Image: Blind Grasshopper via flickr
Just months after the BP spill last year, an Enbridge pipeline spilled nearly a million gallons of oil into a creek flowing into the Kalamazoo River near Battle Creek, Michigan. It became the largest oil spill in the Midwest, and—surprise—the toxicity resulting from the spill is worse than officials have admitted.
Michigan Messenger tells the story through the eyes of 22-year-old Nicholas Forte, who has spent the last year dealing with health issues ranging from migraines to seizures, and Riki Ott, an environmental toxicologist and oil spill expert who has been tracking the health impacts of oil spills since Exxon Valdez, which affected her home.
Ott listened to about 50 people list off symptoms they've experienced over the last year and, Michigan Messenger reports:
For Ott, it was a litany list of symptoms and voices of frustration she has heard from Alaska to South Korea to the Gulf Coast and now in Calhoun county. And Calhoun, she says, represents exposures to both tar sands and lighter oils, each with its own chemical make ups and attendant toxins.
"You've got the worst of two worlds. You're getting a fully double whammy," she says of the Cold Lake Crude Oil. "Peoples' health problems (from the Enbridge spill) are identical to the Gulf."

EXTRACTED RECORDS
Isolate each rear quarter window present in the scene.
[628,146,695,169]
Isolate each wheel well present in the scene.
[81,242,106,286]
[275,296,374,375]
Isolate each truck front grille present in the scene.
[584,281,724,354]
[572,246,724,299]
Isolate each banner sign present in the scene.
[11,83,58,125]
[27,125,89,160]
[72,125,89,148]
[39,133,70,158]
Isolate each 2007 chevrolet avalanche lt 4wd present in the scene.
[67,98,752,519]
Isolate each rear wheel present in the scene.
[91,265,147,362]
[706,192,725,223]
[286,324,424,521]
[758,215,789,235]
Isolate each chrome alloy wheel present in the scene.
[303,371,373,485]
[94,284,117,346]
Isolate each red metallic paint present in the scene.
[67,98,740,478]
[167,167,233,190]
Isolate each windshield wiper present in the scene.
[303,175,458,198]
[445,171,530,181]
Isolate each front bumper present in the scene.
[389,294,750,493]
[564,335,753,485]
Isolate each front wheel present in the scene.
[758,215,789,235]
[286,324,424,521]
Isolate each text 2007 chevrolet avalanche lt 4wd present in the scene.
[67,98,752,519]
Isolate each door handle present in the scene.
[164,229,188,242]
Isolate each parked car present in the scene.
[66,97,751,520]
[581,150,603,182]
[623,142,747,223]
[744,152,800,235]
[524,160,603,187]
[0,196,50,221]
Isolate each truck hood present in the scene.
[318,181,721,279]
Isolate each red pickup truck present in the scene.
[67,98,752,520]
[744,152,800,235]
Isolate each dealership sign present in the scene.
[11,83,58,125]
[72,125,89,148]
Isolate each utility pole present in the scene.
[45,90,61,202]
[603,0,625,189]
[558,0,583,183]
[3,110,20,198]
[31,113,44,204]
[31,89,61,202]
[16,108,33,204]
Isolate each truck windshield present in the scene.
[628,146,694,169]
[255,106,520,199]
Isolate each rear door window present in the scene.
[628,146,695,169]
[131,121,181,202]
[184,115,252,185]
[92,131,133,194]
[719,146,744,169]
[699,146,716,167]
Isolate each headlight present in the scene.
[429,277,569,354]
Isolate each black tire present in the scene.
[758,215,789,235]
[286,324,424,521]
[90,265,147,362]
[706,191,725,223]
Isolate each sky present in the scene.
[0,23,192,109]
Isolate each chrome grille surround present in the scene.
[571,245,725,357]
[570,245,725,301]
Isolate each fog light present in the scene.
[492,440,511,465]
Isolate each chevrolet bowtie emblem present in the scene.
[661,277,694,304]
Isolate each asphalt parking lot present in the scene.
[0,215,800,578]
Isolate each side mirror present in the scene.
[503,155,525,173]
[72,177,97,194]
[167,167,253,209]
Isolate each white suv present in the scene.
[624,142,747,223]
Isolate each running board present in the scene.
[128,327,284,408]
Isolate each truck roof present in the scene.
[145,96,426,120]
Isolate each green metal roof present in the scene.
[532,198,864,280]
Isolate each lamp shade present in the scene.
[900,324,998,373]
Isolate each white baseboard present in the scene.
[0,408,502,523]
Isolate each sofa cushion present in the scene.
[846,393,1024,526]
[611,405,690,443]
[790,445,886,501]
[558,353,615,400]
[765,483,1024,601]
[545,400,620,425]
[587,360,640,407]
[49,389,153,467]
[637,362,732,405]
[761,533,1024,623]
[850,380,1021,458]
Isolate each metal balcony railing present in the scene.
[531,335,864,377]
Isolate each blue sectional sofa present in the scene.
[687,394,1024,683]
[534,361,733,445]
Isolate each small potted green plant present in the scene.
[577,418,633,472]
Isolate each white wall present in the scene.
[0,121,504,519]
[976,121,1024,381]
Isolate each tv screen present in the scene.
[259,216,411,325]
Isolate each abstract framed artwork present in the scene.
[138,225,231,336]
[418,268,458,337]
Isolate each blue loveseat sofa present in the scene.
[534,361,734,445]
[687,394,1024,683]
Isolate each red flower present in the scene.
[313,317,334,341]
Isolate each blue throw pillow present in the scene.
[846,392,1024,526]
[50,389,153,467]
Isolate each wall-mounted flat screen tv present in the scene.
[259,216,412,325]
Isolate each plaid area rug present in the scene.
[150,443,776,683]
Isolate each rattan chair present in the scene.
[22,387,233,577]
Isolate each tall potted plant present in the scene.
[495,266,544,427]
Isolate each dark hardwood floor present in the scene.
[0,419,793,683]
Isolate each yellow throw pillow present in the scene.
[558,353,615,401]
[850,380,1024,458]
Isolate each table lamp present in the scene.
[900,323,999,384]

DIRECTIONS FOR THIS TASK
Can you write out everything in the article on the Kalamazoo River oil spill from "Michigan Messenger tells" down to "affected her home.", word for word?

WRITTEN RESPONSE
Michigan Messenger tells the story through the eyes of 22-year-old Nicholas Forte, who has spent the last year dealing with health issues ranging from migraines to seizures, and Riki Ott, an environmental toxicologist and oil spill expert who has been tracking the health impacts of oil spills since Exxon Valdez, which affected her home.